[DIRECTION] Turn the material below into a numbered list, from the line containing "of the castle" through the final line, and leave out any blank lines.

Position annotation records:
***

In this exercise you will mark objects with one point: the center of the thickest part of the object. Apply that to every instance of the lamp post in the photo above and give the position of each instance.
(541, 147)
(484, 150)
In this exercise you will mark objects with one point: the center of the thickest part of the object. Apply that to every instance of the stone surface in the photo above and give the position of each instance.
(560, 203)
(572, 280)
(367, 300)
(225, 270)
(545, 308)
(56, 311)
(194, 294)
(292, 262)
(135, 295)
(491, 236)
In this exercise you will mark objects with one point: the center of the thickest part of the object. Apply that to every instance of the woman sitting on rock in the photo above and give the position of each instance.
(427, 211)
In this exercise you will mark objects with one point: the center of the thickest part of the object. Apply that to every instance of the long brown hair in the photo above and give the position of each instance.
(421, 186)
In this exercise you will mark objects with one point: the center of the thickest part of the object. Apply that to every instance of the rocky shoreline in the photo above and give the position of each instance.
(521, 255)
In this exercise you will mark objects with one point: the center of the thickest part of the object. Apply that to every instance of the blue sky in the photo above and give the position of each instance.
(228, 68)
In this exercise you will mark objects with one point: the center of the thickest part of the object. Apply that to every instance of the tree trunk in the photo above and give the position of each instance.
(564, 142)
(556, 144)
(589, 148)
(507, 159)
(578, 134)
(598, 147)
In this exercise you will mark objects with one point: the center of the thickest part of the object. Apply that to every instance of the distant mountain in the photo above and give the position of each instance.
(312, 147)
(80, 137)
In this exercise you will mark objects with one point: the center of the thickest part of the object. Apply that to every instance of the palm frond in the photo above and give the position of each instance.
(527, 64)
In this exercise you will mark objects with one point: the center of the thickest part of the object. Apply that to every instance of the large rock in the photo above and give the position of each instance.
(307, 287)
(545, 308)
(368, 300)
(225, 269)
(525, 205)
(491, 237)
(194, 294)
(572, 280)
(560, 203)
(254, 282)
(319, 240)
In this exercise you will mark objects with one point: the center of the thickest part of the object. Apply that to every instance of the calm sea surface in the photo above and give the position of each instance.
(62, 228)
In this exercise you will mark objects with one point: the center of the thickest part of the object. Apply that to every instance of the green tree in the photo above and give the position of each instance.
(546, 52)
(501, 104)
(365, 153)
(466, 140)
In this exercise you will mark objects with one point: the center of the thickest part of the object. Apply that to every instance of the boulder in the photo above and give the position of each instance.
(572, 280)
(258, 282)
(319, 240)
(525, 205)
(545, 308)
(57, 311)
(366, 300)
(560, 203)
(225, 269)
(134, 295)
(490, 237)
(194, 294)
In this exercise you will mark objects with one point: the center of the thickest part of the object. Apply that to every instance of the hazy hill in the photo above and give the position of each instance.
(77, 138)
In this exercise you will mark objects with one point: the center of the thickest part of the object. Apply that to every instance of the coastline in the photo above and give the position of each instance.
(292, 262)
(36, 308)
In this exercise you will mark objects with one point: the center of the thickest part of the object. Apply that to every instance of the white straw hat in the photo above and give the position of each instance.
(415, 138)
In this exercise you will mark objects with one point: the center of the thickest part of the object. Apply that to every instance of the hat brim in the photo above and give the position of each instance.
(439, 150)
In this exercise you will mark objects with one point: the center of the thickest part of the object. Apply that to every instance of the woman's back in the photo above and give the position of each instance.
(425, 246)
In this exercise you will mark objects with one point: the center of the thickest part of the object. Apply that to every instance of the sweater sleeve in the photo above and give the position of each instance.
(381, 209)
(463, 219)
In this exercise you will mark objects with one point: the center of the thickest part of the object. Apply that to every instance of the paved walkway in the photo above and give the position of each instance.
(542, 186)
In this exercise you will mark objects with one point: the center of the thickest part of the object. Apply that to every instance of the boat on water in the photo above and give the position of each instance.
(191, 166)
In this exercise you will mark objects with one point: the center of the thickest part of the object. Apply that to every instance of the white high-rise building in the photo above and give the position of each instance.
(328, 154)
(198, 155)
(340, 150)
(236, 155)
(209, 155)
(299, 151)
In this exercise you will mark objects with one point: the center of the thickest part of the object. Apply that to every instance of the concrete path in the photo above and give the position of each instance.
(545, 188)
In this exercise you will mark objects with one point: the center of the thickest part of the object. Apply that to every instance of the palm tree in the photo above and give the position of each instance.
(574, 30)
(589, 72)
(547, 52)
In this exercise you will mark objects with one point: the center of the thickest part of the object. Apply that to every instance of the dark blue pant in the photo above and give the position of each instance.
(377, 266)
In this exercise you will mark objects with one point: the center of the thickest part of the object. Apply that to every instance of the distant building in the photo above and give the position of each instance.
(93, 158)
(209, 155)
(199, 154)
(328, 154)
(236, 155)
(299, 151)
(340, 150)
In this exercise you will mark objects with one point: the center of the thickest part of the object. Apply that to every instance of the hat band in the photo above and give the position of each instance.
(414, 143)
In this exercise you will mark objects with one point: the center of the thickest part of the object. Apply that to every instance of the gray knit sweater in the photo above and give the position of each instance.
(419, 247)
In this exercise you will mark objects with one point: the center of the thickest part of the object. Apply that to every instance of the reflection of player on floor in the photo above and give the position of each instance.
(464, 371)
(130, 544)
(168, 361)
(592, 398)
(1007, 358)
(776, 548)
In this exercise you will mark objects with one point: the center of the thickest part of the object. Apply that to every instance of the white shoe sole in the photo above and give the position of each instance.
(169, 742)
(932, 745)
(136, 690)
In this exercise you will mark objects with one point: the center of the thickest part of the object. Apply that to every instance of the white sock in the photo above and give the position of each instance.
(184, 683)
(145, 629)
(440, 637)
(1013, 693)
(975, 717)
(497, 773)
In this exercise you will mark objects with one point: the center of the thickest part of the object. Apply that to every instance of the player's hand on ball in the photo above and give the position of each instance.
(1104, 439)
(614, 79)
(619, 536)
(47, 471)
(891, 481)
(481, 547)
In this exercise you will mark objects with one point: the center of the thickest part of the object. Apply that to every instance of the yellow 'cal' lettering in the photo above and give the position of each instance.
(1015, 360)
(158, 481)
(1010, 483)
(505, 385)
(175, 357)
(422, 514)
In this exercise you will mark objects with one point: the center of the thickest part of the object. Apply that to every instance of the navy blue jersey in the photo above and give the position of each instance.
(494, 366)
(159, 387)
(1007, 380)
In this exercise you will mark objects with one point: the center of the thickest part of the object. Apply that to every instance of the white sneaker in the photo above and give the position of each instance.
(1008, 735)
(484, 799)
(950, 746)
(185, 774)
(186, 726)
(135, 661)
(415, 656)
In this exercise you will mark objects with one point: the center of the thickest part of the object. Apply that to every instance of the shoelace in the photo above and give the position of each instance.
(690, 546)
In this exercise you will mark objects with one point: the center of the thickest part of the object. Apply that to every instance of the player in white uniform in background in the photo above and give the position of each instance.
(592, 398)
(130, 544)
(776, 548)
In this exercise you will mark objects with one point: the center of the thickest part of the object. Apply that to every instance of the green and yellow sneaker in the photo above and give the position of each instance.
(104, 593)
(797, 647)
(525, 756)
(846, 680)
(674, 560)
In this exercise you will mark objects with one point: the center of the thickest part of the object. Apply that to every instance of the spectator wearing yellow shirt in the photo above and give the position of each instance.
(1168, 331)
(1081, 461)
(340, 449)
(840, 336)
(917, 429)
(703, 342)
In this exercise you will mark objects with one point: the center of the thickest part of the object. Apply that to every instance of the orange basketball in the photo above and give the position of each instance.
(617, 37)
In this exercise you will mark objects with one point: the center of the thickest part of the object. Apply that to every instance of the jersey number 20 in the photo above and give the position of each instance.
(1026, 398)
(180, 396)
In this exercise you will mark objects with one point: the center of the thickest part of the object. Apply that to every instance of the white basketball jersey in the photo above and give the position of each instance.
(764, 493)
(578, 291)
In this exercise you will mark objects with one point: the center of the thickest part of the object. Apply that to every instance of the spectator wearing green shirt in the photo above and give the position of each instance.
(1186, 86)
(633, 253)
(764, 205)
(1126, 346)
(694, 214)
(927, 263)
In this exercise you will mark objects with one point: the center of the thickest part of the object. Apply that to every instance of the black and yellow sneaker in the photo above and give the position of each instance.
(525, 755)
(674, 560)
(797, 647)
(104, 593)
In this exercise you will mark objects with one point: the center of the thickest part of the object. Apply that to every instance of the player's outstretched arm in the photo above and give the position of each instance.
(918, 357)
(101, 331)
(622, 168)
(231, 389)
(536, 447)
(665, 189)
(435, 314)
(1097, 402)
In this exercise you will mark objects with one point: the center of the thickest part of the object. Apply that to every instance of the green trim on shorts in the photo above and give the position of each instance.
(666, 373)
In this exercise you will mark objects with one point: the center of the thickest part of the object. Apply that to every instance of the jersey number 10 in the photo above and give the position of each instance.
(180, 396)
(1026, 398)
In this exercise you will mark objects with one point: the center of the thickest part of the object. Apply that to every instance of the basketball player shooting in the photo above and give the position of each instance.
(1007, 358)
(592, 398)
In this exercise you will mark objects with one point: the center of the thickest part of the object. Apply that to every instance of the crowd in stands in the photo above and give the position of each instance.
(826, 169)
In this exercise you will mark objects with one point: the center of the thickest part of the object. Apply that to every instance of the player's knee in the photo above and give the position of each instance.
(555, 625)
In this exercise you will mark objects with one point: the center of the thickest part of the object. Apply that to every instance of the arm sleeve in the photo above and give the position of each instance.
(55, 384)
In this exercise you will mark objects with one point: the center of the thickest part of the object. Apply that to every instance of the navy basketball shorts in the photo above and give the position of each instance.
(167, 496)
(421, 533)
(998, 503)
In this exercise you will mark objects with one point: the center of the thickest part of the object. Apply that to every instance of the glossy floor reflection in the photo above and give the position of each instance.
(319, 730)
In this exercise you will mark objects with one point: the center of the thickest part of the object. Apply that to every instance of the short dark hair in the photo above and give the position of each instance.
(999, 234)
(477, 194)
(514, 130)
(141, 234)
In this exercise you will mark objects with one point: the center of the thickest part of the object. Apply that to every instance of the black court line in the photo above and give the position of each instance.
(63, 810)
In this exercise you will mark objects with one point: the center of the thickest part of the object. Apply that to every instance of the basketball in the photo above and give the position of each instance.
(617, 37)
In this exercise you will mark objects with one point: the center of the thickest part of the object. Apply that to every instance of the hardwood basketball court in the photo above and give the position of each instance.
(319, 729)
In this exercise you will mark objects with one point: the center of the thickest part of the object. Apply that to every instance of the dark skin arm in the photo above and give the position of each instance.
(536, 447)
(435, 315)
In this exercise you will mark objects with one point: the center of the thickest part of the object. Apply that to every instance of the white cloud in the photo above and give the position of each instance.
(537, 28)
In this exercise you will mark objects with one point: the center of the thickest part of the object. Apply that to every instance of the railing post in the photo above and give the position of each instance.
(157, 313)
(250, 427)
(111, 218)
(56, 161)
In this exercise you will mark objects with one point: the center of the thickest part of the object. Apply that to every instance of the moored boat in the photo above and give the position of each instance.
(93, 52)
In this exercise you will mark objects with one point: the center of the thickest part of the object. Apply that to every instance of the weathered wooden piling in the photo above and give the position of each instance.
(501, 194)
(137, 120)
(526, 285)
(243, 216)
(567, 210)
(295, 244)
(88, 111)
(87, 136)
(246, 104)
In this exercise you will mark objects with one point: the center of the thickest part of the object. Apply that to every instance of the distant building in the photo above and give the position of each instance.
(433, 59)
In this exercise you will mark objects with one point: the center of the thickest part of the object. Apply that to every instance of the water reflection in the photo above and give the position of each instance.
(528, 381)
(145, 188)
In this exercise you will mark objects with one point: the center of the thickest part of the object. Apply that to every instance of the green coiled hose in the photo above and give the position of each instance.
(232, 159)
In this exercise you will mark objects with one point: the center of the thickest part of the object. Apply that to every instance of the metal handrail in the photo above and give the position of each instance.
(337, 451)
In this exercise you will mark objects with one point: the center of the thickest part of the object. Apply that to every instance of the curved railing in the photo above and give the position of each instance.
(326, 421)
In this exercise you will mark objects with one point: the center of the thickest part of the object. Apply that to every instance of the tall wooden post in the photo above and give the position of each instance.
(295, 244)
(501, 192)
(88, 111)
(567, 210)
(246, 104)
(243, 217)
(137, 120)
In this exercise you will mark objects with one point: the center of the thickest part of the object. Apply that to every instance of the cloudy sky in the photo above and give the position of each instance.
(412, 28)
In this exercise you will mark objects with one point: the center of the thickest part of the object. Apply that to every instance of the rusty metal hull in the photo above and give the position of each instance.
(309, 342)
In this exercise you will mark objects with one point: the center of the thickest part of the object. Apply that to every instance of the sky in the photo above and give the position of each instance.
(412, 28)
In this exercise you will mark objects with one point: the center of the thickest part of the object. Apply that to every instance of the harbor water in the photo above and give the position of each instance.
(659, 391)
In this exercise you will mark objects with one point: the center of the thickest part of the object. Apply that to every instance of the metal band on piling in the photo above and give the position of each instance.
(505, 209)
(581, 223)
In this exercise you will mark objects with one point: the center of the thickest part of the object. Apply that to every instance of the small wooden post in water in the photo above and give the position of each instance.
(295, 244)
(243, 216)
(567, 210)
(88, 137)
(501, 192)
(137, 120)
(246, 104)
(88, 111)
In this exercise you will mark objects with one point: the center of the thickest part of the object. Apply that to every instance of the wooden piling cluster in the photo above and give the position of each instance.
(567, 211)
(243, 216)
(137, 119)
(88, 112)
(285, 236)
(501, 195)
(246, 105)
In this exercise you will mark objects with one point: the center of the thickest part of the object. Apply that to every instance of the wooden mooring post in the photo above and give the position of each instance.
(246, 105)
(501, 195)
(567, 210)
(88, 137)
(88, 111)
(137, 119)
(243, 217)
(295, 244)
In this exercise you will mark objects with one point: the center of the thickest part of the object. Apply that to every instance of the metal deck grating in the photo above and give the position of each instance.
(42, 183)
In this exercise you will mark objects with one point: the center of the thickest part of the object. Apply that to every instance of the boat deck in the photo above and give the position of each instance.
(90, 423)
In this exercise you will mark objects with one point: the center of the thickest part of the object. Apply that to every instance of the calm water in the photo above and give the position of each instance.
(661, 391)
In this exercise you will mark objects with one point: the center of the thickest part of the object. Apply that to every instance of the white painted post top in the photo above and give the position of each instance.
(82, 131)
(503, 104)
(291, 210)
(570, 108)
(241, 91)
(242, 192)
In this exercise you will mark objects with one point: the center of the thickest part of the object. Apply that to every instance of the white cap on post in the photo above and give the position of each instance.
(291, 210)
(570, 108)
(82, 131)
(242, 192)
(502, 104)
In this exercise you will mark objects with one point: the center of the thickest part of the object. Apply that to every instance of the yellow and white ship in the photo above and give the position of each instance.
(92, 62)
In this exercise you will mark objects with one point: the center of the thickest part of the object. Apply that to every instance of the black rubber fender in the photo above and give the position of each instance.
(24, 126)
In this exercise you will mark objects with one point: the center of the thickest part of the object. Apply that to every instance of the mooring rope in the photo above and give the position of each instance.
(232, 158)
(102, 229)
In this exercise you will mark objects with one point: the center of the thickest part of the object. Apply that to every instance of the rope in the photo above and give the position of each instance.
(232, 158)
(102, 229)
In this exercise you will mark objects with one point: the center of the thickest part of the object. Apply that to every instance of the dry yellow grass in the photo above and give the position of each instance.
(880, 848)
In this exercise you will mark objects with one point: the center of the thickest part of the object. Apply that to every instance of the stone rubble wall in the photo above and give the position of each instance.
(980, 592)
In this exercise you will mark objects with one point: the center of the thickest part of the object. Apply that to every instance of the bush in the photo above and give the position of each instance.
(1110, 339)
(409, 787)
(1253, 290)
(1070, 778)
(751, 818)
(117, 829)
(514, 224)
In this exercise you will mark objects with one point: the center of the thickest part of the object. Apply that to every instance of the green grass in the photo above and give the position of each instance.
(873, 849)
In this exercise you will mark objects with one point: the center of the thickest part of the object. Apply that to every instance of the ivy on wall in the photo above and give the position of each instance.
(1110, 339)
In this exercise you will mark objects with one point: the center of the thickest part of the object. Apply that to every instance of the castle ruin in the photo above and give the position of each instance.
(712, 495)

***

[COMPLETE RESPONSE]
1. In this exercise you will mark objects with one point: the center of the thickest part of the object. Apply that to every instance of the castle ruin in the photo above and give the position of each instance.
2. (712, 495)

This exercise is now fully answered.